Entries for pointing at named objects:

"""

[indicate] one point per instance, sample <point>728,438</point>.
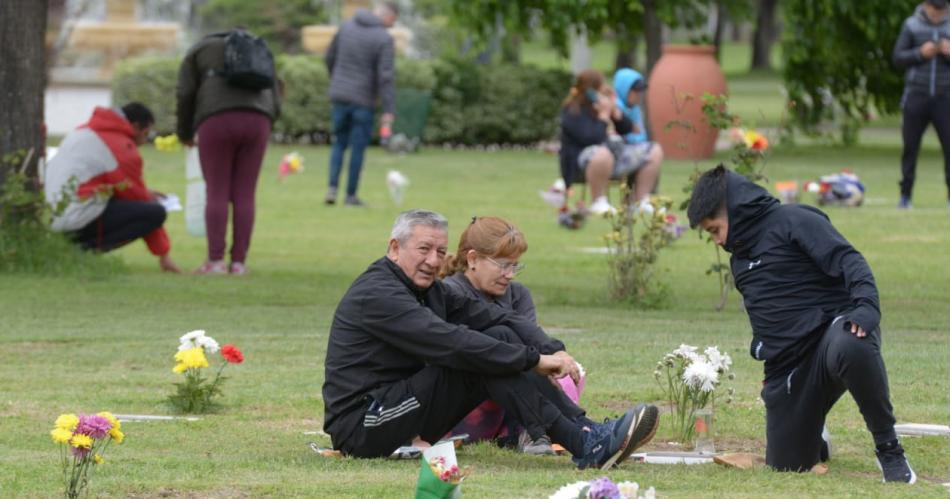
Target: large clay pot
<point>674,100</point>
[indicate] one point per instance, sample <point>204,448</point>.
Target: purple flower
<point>95,426</point>
<point>603,488</point>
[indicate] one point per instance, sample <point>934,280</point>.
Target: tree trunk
<point>764,35</point>
<point>653,32</point>
<point>22,84</point>
<point>511,48</point>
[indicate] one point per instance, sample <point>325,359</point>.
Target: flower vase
<point>702,431</point>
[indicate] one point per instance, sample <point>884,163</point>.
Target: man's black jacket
<point>386,329</point>
<point>796,274</point>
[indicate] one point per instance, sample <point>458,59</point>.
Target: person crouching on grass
<point>408,359</point>
<point>815,317</point>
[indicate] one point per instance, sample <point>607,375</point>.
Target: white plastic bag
<point>194,194</point>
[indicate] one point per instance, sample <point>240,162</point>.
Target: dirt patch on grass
<point>181,494</point>
<point>30,347</point>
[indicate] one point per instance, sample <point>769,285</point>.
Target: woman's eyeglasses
<point>513,268</point>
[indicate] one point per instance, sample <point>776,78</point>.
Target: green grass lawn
<point>85,344</point>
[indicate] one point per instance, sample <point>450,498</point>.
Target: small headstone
<point>921,430</point>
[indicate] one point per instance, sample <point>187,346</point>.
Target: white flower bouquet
<point>691,382</point>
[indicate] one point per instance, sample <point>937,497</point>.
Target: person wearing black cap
<point>923,51</point>
<point>814,310</point>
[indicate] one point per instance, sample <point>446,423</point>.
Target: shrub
<point>26,243</point>
<point>501,104</point>
<point>305,112</point>
<point>471,104</point>
<point>150,80</point>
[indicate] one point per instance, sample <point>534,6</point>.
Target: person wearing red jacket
<point>96,186</point>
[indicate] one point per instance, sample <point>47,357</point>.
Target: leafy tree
<point>277,21</point>
<point>838,61</point>
<point>625,20</point>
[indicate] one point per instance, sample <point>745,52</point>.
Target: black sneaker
<point>353,201</point>
<point>609,443</point>
<point>893,464</point>
<point>824,454</point>
<point>330,198</point>
<point>540,447</point>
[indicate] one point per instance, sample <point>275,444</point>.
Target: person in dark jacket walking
<point>815,315</point>
<point>407,359</point>
<point>233,125</point>
<point>362,70</point>
<point>923,51</point>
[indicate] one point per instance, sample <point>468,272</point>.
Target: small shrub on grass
<point>28,246</point>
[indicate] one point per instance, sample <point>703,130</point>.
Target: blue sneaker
<point>609,443</point>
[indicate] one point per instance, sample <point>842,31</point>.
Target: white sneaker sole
<point>913,476</point>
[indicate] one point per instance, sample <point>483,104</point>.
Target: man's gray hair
<point>392,8</point>
<point>408,220</point>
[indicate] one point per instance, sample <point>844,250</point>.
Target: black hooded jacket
<point>386,329</point>
<point>796,274</point>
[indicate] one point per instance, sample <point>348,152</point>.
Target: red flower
<point>232,354</point>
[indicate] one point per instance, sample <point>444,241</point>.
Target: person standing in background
<point>361,64</point>
<point>923,51</point>
<point>227,93</point>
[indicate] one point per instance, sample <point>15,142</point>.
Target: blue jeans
<point>352,127</point>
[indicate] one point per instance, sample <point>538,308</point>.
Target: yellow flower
<point>117,435</point>
<point>115,422</point>
<point>193,358</point>
<point>80,440</point>
<point>61,436</point>
<point>67,422</point>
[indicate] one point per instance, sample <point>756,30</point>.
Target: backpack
<point>248,63</point>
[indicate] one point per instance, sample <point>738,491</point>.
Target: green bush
<point>497,104</point>
<point>150,80</point>
<point>305,112</point>
<point>471,104</point>
<point>27,245</point>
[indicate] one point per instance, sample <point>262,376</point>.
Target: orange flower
<point>232,354</point>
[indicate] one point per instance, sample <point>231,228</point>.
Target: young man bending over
<point>815,312</point>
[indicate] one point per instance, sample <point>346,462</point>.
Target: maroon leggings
<point>231,145</point>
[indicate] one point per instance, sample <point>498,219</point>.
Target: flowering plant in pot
<point>689,380</point>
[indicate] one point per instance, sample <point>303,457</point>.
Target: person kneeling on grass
<point>814,309</point>
<point>97,176</point>
<point>405,358</point>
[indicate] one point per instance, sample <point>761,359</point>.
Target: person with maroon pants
<point>233,124</point>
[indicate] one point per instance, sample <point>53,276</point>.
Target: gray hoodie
<point>922,76</point>
<point>360,62</point>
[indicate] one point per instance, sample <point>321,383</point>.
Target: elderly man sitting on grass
<point>408,359</point>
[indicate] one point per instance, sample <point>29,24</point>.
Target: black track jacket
<point>796,274</point>
<point>386,329</point>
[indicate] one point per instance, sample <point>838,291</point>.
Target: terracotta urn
<point>674,100</point>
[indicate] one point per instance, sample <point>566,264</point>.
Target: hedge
<point>471,104</point>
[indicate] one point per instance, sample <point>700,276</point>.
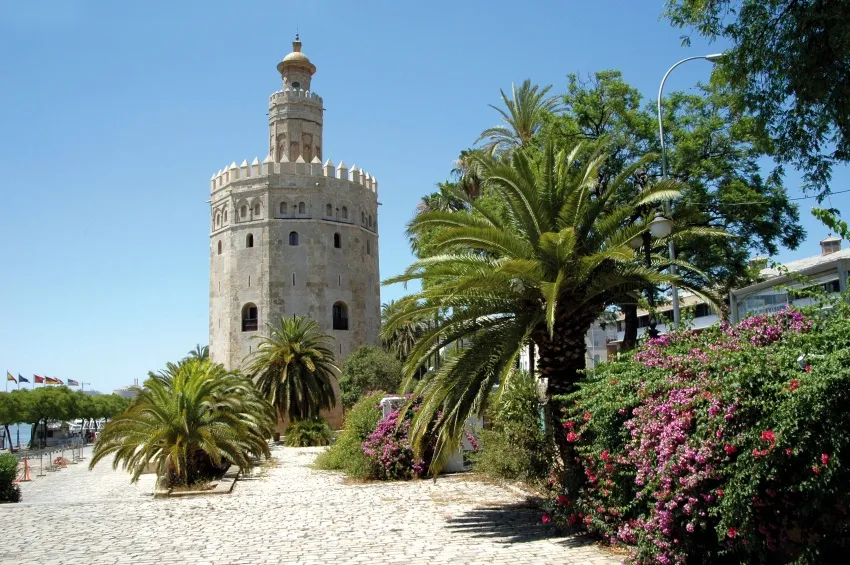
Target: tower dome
<point>296,60</point>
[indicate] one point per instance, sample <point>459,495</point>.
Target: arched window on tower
<point>250,318</point>
<point>340,316</point>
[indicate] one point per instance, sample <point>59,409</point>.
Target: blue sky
<point>114,115</point>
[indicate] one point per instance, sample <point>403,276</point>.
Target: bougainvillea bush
<point>389,447</point>
<point>723,447</point>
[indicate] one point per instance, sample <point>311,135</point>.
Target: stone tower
<point>293,236</point>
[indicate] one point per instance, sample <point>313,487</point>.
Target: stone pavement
<point>285,513</point>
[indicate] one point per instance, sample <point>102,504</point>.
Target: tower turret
<point>295,113</point>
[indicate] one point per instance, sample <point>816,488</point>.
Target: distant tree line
<point>55,403</point>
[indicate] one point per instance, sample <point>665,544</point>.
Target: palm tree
<point>294,368</point>
<point>192,414</point>
<point>523,115</point>
<point>200,352</point>
<point>403,337</point>
<point>542,271</point>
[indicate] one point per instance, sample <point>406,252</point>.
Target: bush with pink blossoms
<point>389,446</point>
<point>718,447</point>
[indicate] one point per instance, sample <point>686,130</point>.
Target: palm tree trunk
<point>630,322</point>
<point>561,360</point>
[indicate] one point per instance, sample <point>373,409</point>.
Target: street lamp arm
<point>660,122</point>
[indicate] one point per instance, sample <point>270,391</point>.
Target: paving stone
<point>286,513</point>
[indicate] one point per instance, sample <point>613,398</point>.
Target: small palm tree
<point>541,271</point>
<point>294,368</point>
<point>200,352</point>
<point>523,115</point>
<point>191,415</point>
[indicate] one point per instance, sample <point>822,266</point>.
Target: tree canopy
<point>788,63</point>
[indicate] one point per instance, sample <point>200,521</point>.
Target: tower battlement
<point>294,95</point>
<point>269,168</point>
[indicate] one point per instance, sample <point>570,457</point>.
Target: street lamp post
<point>713,58</point>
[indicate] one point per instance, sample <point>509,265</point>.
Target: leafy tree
<point>11,410</point>
<point>186,419</point>
<point>294,368</point>
<point>368,369</point>
<point>200,352</point>
<point>545,270</point>
<point>713,151</point>
<point>522,116</point>
<point>788,64</point>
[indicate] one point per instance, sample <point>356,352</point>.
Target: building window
<point>340,316</point>
<point>249,318</point>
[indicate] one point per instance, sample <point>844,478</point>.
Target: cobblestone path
<point>287,513</point>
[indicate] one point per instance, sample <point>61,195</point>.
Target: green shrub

"""

Write out every line of the entries above word for word, but leave out the pictures.

* Correct output:
[indicate] one point per instance, sample <point>728,438</point>.
Target: large clay pot
<point>674,100</point>
[indicate] one point per instance, sample <point>204,448</point>.
Target: purple flower
<point>95,426</point>
<point>603,488</point>
[indicate] one point per instance, sample <point>934,280</point>.
Target: tree trunk
<point>764,35</point>
<point>653,32</point>
<point>22,84</point>
<point>511,48</point>
[indicate] one point per instance, sample <point>325,359</point>.
Target: flower vase
<point>702,431</point>
[indicate] one point per instance, sample <point>884,163</point>.
Target: man's black jacket
<point>386,329</point>
<point>796,274</point>
[indicate] one point per instance, sample <point>458,59</point>.
Target: person crouching on grass
<point>408,359</point>
<point>815,317</point>
[indicate] one point per instance, sample <point>607,375</point>.
Target: white plastic bag
<point>194,194</point>
[indicate] one point per instance, sample <point>240,162</point>.
Target: dirt patch on grass
<point>181,494</point>
<point>30,347</point>
[indicate] one point per instance, sample <point>769,285</point>.
Target: woman's eyeglasses
<point>513,268</point>
[indicate] one point per instance, sample <point>776,78</point>.
Target: green grass lawn
<point>85,344</point>
[indicate] one point per instance, sample <point>450,498</point>.
Target: small headstone
<point>921,430</point>
[indicate] one point per instance, sample <point>187,346</point>.
Target: white flower bouquet
<point>691,382</point>
[indicate] one point per instance, sample <point>937,497</point>.
Target: person wearing black cap
<point>923,51</point>
<point>814,310</point>
[indicate] one point per instance, sample <point>446,423</point>.
Target: shrub
<point>26,243</point>
<point>501,104</point>
<point>305,112</point>
<point>471,104</point>
<point>150,80</point>
[indicate] one point per instance, sample <point>534,6</point>.
Target: person wearing red jacket
<point>96,186</point>
[indicate] one point per instance, sample <point>47,357</point>.
Target: leafy tree
<point>277,21</point>
<point>838,61</point>
<point>625,20</point>
[indicate] one point per instance, sample <point>745,52</point>.
Target: black sneaker
<point>353,201</point>
<point>609,443</point>
<point>893,464</point>
<point>824,454</point>
<point>330,198</point>
<point>540,447</point>
[indicate] one point per instance, sample <point>275,444</point>.
Target: person in dark jacket walking
<point>815,315</point>
<point>407,359</point>
<point>233,125</point>
<point>362,70</point>
<point>923,51</point>
[indicate] one point per instance, sample <point>468,272</point>.
Target: small shrub on grass
<point>28,246</point>
[indicate] one point per instance, sample <point>703,130</point>.
Target: blue sneaker
<point>609,443</point>
[indicate] one point per instance, sample <point>842,31</point>.
Target: white sneaker sole
<point>913,476</point>
[indicate] one point per instance, sample <point>483,104</point>.
Target: man's gray hair
<point>392,8</point>
<point>408,220</point>
[indicate] one point per instance, sample <point>844,250</point>.
Target: black hooded jacket
<point>386,329</point>
<point>796,274</point>
[indicate] one point per instance, sample <point>348,152</point>.
Target: red flower
<point>232,354</point>
[indicate] one point per instance, sample <point>444,241</point>.
Target: person standing in background
<point>361,64</point>
<point>923,51</point>
<point>227,93</point>
[indicate] one point per instance, sample <point>15,142</point>.
Target: blue jeans
<point>352,127</point>
[indicate] one point per instance, sample <point>538,308</point>.
Target: yellow flower
<point>117,435</point>
<point>115,422</point>
<point>193,358</point>
<point>80,440</point>
<point>61,436</point>
<point>67,422</point>
[indicate] one point per instance, sample <point>756,30</point>.
Target: backpack
<point>248,63</point>
[indicate] one point per instance, sample <point>738,491</point>.
Target: green bush
<point>497,104</point>
<point>150,80</point>
<point>305,112</point>
<point>471,104</point>
<point>27,245</point>
[indicate] one point per instance, sample <point>262,376</point>.
Target: orange flower
<point>232,354</point>
[indicate] one point per instance, sample <point>231,228</point>.
Target: young man bending over
<point>815,312</point>
[indicate] one point per instance, sample <point>346,462</point>.
Target: maroon leggings
<point>231,145</point>
[indicate] one point per instance, sample <point>498,219</point>.
Target: flowering plant in pot
<point>689,380</point>
[indicate] one point per instance, sample <point>303,457</point>.
Target: person kneeling on grass
<point>814,309</point>
<point>97,176</point>
<point>405,358</point>
[indicate] one point per instance, sample <point>761,359</point>.
Target: person with maroon pants
<point>233,124</point>
[indicate] one point per instance, sample <point>53,276</point>.
Target: gray hoodie
<point>922,76</point>
<point>360,62</point>
[indicate] one point per instance, sample <point>321,383</point>.
Target: elderly man sitting on grass
<point>408,359</point>
[indicate] one point per instance, sample <point>29,24</point>.
Target: black track jacket
<point>796,274</point>
<point>386,329</point>
[indicate] one point per instance, sample <point>838,291</point>.
Target: terracotta urn
<point>674,100</point>
[indicate] one point per instance, sample <point>566,264</point>.
Target: hedge
<point>471,104</point>
[indicate] one point per instance, sample <point>700,276</point>.
Target: tower dome
<point>296,60</point>
[indicate] one point per instance, sample <point>459,495</point>.
Target: arched window on tower
<point>250,318</point>
<point>340,316</point>
[indicate] one point per instance, sample <point>59,409</point>.
Target: blue sky
<point>114,115</point>
[indicate] one point per instance, sample <point>403,276</point>.
Target: bougainvillea bush
<point>389,447</point>
<point>723,447</point>
[indicate] one point per instance, sample <point>311,135</point>.
Target: stone tower
<point>293,236</point>
[indicate] one point per instance, sample <point>313,487</point>.
Target: stone pavement
<point>285,513</point>
[indicate] one point per instance, sample <point>102,504</point>.
Target: tower turret
<point>295,113</point>
[indicate] one point per instance, sample <point>816,488</point>.
Target: distant tree line
<point>55,403</point>
[indicate] one point per instance, sample <point>665,544</point>.
Target: palm tree
<point>294,368</point>
<point>192,414</point>
<point>523,115</point>
<point>200,352</point>
<point>403,337</point>
<point>542,271</point>
[indicate] one point per instance, sample <point>406,252</point>.
Target: bush with pink blossoms
<point>389,446</point>
<point>718,447</point>
[indicate] one point per instance, sample <point>686,130</point>.
Target: palm tree trunk
<point>630,322</point>
<point>561,360</point>
[indicate] one point per instance, sample <point>373,409</point>.
Target: street lamp arm
<point>660,122</point>
[indicate] one point per instance, sample <point>270,391</point>.
Target: paving stone
<point>286,513</point>
[indicate] one point per instance, sample <point>613,398</point>.
Target: small palm tree
<point>541,271</point>
<point>294,368</point>
<point>200,352</point>
<point>523,115</point>
<point>191,415</point>
[indicate] one point per instance, sample <point>822,266</point>.
Target: tree canopy
<point>788,63</point>
[indicate] one point per instance, sample <point>200,521</point>.
Target: tower battlement
<point>294,95</point>
<point>269,168</point>
[indicate] one point per instance, sample <point>570,457</point>.
Target: street lamp post
<point>713,58</point>
[indicate] one point per instance, sample <point>509,265</point>.
Target: leafy tree
<point>11,410</point>
<point>186,419</point>
<point>294,368</point>
<point>368,369</point>
<point>200,352</point>
<point>545,270</point>
<point>713,151</point>
<point>522,116</point>
<point>788,64</point>
[indicate] one point per instance, sample <point>356,352</point>.
Target: building window
<point>340,316</point>
<point>249,318</point>
[indicate] one point per instance, sample <point>844,478</point>.
Target: cobblestone path
<point>287,513</point>
[indicate] one point per instance, sample <point>61,195</point>.
Target: green shrub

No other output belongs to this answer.